PASSAGE FOR REVIEW:
»»

Japan to start clean-up of radioactive water
Japan to start clean-up of radioactive water
Unless the clean-up begins, large and growing pools of radioactive water could spill into the sea.

Tokyo: The operator of Japan's crisis-hit nuclear power plant said it would start an operation to clean up radioactive water later on Friday, after several glitches that delayed the plan.

Unless the clean-up begins, large and growing pools of radioactive water could spill into the sea within a week, officials said.

Tokyo Electric Power Co, known as Tepco, has pumped massive amounts of water to cool three reactors at the Fukushima Daiichi plant that went into meltdown after a March 11 earthquake and tsunami disabled cooling systems.

But managing the radioactive water has become a major headache as the plant runs out of places to keep it. Around 110,000 tonnes of highly radioactive water - enough to fill 40 Olympic-size swimming pools - is stored at the plant.

««

SUPPLIED INFORMATION:
»»

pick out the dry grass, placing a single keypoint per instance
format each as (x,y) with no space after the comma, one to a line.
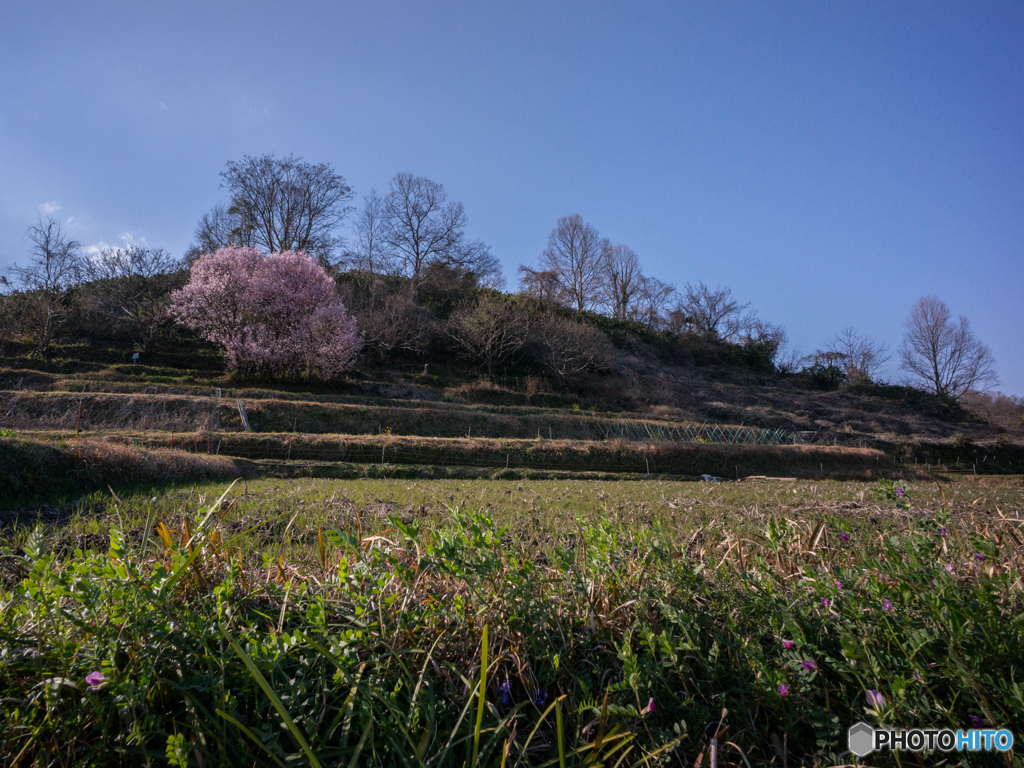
(32,468)
(594,456)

««

LIST OF TASKS:
1. In the article on Japan's radioactive water clean-up, rewrite the stretch from "Tokyo: The operator" through "delayed the plan.", replacing "glitches" with "setbacks".
2. List every number written in digits in the article on Japan's radioactive water clean-up.

EXPECTED RESULTS:
1.
Tokyo: The operator of Japan's crisis-hit nuclear power plant said it would start an operation to clean up radioactive water later on Friday, after several setbacks that delayed the plan.

2. 11 (in "March 11"), 110,000, 40